--- Excerpt provided ---

Whatever Works, directed by Allen from a script he's had in his desk since Annie Hall days, and starring David as the surrogate Woody, is easily one of the loosest, most satisfying comedies to hail from the prolific writer/director in a while.
Sure, you could argue that Whatever Works' themes of self-contempt and societal loathing, neurotic longing, romantic betrayal, and fear of the Great Void are old hat.
But it's a hat that fits Allen's new protagonist handily. David is Boris Yellnikoff, a brilliant (or so he says) physicist, divorced from his wife, no longer teaching at Columbia, and making a paltry living tutoring chess to pipsqueaks (and berating them mercilessly). He walks with a limp - souvenir of a failed suicide - and lives in a walk-up on Manhattan's Lower East Side.
In fact, here's something new for Allen: Returning to hometown New York after exploring England and Spain in his latest films, he's tumbled on virgin territory - Chinatown duck shops, cheap Italian cafes, East Village flea markets. Boris even has a line about how he once lived in the tony Beekman Place neighborhood. This is an altogether funkier, more diverse, colorful view of the city. It's as if, having discovered the urban pleasures of London and Barcelona, Allen is seeing Manhattan with fresh eyes.
So, the tale? It, too, takes off from familiar precincts: A much younger woman - a kid, really - enters the picture, befriending and beguiling the much older man. Melodie St. Ann Celestine is her name, a baton-twirling runaway from the Deep South who shows up on Boris' block. She's broke, she's alone, she's a cultural ignoramus - so, of course, Boris takes her in.
"Imbecile child, brainless inchworm," he grumbles at her, telling his buddies that even a Pygmalion makeover wouldn't work on this Mississippi Eliza Doolittle. (She's like "a character out of Faulkner, not unlike Benji," Boris snarks.) Evan Rachel Wood displays delightful comic chops as Melodie - walking that fine line between dumb blond parody and an authentic bumpkin with keen instincts and a good heart. Wood's not quite as screwball as Judy Holliday's Billie in Born Yesterday, but the two are kindred spirits.

--- Information shown ---

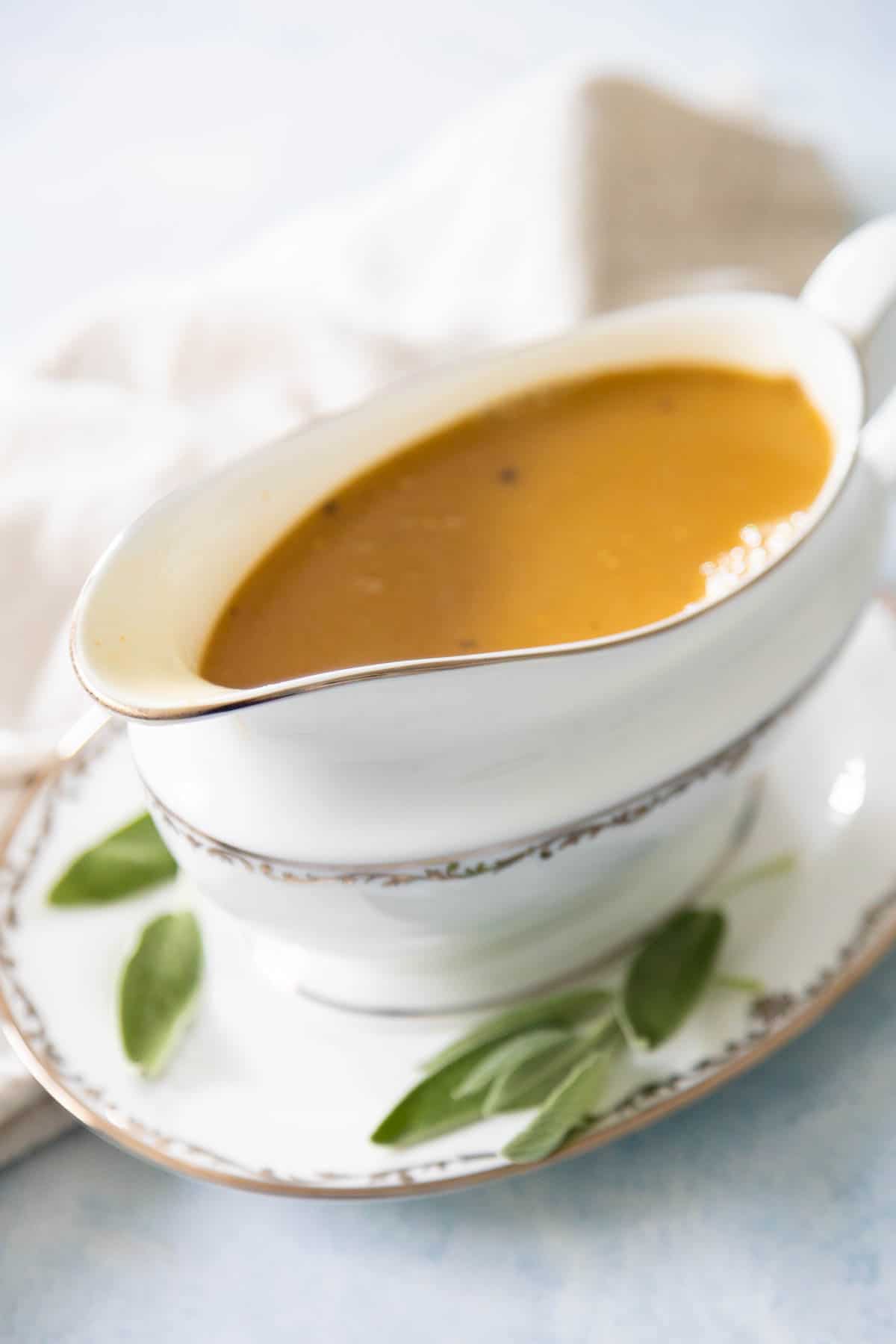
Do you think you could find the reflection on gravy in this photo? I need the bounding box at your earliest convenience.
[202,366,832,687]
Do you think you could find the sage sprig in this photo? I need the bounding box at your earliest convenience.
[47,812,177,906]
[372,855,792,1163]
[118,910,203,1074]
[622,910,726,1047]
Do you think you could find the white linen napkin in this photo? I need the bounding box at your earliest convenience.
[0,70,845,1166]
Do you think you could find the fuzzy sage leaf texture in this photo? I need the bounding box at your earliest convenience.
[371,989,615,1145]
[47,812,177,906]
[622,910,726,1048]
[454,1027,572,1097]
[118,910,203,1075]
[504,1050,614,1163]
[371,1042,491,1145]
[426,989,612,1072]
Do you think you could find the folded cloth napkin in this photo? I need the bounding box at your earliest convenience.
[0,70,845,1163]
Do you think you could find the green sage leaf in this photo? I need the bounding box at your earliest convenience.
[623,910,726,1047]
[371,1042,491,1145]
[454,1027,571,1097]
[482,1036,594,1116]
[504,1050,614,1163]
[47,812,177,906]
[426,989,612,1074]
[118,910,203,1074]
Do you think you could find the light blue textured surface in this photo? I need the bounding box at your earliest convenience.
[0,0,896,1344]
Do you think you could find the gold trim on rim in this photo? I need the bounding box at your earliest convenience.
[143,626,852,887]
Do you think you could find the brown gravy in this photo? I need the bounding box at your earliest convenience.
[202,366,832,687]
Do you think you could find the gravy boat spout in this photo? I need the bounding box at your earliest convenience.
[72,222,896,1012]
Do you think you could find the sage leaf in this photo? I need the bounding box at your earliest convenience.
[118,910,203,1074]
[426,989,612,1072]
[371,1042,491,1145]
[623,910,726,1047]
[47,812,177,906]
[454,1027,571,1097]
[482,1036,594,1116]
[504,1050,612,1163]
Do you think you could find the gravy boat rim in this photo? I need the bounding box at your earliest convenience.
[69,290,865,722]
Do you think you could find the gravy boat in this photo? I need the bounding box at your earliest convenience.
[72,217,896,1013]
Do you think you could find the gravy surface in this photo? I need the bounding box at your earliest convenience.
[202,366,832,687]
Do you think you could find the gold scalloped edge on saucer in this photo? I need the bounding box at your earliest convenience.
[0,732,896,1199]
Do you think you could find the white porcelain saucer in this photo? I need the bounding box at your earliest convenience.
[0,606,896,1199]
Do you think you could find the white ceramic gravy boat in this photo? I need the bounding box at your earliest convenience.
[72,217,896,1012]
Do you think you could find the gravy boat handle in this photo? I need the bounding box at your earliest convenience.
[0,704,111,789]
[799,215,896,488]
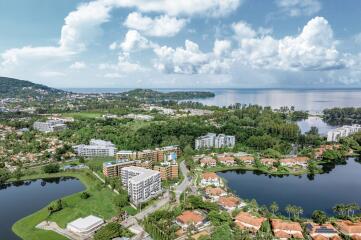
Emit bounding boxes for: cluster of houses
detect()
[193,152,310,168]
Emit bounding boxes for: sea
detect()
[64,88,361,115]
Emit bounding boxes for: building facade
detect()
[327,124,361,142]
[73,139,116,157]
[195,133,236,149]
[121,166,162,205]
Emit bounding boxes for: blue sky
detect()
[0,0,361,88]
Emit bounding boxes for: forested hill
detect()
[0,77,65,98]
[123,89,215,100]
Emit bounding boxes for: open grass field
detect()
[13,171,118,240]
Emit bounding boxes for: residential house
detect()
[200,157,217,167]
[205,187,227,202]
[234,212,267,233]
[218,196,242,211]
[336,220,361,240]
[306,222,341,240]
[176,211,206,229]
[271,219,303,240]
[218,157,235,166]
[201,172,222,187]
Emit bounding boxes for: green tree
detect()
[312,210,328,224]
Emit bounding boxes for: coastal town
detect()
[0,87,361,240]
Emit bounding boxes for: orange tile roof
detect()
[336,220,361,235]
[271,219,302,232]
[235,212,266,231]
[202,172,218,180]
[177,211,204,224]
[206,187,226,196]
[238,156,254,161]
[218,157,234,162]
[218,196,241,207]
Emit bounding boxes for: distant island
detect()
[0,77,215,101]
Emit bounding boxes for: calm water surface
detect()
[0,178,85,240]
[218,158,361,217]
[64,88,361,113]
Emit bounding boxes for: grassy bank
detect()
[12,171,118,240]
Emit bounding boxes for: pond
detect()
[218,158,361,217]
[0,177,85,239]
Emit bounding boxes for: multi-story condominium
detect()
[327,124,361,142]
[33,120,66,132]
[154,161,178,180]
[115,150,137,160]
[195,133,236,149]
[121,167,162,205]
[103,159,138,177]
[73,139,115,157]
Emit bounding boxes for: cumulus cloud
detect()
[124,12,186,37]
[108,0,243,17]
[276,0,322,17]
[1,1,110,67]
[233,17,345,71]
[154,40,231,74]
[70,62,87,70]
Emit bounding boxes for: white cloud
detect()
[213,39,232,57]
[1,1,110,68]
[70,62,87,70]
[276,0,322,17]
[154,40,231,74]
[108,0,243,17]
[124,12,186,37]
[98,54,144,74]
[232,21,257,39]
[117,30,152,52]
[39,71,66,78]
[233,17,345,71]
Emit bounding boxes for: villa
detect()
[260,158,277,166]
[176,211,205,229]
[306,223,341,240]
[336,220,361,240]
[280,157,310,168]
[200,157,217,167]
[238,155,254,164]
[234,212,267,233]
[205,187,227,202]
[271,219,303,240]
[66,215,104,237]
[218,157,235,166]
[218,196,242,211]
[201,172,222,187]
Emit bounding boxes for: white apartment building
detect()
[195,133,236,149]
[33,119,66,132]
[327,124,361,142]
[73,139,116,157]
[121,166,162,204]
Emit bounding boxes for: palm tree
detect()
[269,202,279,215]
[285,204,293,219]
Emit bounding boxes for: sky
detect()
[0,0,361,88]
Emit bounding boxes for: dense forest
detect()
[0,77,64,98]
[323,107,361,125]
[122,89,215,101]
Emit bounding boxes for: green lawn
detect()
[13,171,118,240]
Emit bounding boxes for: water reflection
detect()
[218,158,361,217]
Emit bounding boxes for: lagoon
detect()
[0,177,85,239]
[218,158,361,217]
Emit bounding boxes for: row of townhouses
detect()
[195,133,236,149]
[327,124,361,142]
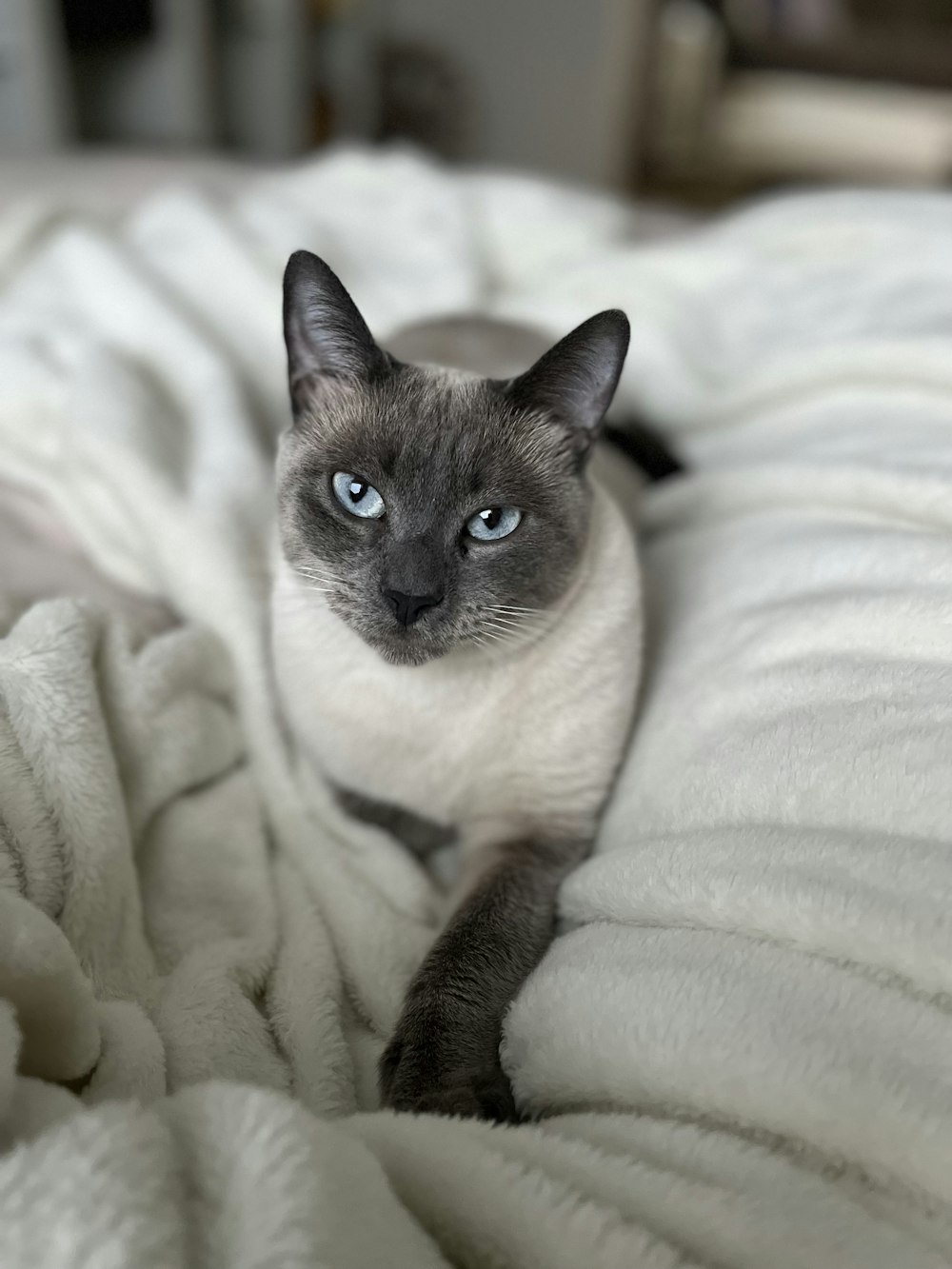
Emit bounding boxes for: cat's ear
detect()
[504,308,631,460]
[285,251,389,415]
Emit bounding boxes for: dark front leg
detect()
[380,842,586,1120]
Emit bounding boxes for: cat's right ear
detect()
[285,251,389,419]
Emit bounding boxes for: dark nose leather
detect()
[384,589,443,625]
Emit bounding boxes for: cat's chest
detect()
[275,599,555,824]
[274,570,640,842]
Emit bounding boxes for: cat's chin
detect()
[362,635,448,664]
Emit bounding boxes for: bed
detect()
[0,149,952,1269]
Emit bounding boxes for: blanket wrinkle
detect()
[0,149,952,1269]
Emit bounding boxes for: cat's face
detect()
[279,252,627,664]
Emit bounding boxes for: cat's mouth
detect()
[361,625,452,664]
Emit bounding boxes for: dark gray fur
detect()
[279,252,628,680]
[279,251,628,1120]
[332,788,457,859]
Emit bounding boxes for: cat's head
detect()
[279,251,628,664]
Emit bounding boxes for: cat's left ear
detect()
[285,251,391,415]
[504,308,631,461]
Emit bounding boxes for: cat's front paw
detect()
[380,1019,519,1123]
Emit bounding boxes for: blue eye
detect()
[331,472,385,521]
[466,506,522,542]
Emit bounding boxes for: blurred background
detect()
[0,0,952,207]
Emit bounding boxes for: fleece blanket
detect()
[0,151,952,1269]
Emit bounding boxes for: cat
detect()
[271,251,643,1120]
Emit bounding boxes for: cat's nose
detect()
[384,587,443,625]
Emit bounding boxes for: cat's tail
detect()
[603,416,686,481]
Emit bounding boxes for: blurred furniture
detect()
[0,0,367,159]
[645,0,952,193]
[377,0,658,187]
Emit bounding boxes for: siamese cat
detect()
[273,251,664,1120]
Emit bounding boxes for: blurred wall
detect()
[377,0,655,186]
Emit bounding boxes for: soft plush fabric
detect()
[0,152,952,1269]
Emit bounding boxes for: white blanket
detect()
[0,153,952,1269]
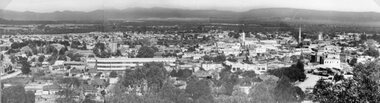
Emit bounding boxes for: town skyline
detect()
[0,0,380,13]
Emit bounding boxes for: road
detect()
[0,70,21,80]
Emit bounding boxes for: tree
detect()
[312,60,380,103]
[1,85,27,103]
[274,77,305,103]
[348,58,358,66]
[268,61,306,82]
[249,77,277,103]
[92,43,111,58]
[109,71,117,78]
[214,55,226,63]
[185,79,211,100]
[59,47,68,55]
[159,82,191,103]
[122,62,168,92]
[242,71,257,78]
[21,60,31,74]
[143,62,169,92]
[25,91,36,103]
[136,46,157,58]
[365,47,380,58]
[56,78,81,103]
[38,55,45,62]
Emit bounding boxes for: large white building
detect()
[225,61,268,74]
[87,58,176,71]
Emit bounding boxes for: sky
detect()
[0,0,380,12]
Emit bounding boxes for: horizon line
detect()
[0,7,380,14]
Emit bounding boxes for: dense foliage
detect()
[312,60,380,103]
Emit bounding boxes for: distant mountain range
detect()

---

Goal A: Summarize the review of Whatever Works in two sentences.
Goal B: Express the stretch of the records from the line containing "Emit bounding boxes for: cat's front paw" through the end of the records as a Markdown table with the columns Row and Line, giving each row a number. Omit blank lines and leave the pictures out.

Problem solution A: Whatever Works, which Allen directed from a script he has kept since the Annie Hall days, stars David as Boris Yellnikoff, a divorced physicist who tutors chess and lives on Manhattan's Lower East Side. The review calls it one of Allen's loosest, most satisfying comedies in a while, with a fresh view of New York, and praises Evan Rachel Wood as Melodie, the broke Southern runaway whom Boris takes in.

Problem solution B:
| Row | Line |
|---|---|
| 1 | Emit bounding boxes for: cat's front paw |
| 2 | detect() |
| 3 | [380,1019,519,1123] |
| 4 | Emit bounding boxes for: blue eye |
| 5 | detect() |
| 6 | [331,472,385,521] |
| 7 | [466,506,522,542] |
| 8 | Emit bounding boxes for: blurred background |
| 9 | detect() |
| 10 | [0,0,952,207] |
| 11 | Emit bounding boxes for: fleece blanket |
| 12 | detect() |
| 13 | [0,151,952,1269] |
| 14 | Emit bounding boxes for: cat |
| 15 | detect() |
| 16 | [271,251,643,1120] |
| 17 | Emit bounding boxes for: cat's nose |
| 18 | detect() |
| 19 | [384,587,443,625] |
| 20 | Emit bounding boxes for: cat's tail |
| 21 | detect() |
| 22 | [603,416,686,481] |
| 23 | Emit bounding boxes for: blurred furniture |
| 24 | detect() |
| 25 | [0,0,367,159] |
| 26 | [645,0,952,193] |
| 27 | [377,0,658,187] |
| 28 | Emit bounding boxes for: siamese cat |
| 29 | detect() |
| 30 | [273,251,664,1120] |
| 31 | Emit bounding boxes for: blurred wall |
| 32 | detect() |
| 33 | [377,0,655,186] |
| 34 | Emit bounding boxes for: soft plush fabric |
| 35 | detect() |
| 36 | [0,152,952,1269] |
| 37 | Emit bounding boxes for: white blanket |
| 38 | detect() |
| 39 | [0,153,952,1269] |
| 40 | Emit bounding boxes for: town skyline |
| 41 | detect() |
| 42 | [0,0,380,13] |
| 43 | Emit bounding boxes for: road |
| 44 | detect() |
| 45 | [0,70,21,80] |
| 46 | Emit bounding boxes for: tree |
| 47 | detect() |
| 48 | [312,60,380,103] |
| 49 | [1,85,27,103] |
| 50 | [274,77,305,103] |
| 51 | [348,58,358,66] |
| 52 | [268,61,306,82] |
| 53 | [249,77,277,103] |
| 54 | [92,43,111,58] |
| 55 | [109,71,117,78] |
| 56 | [214,55,226,63] |
| 57 | [185,79,211,100] |
| 58 | [59,47,68,55] |
| 59 | [159,82,191,103] |
| 60 | [122,62,168,92] |
| 61 | [242,71,257,78] |
| 62 | [21,60,31,74] |
| 63 | [143,62,169,92] |
| 64 | [25,91,36,103] |
| 65 | [136,46,157,58] |
| 66 | [365,47,380,58] |
| 67 | [56,78,81,103] |
| 68 | [38,55,45,62] |
| 69 | Emit bounding boxes for: large white building |
| 70 | detect() |
| 71 | [225,61,268,74] |
| 72 | [87,58,176,71] |
| 73 | Emit bounding boxes for: sky |
| 74 | detect() |
| 75 | [0,0,380,12] |
| 76 | Emit bounding boxes for: horizon line |
| 77 | detect() |
| 78 | [0,7,380,14] |
| 79 | Emit bounding boxes for: dense foliage |
| 80 | detect() |
| 81 | [312,60,380,103] |
| 82 | Emit bounding boxes for: distant mountain range |
| 83 | detect() |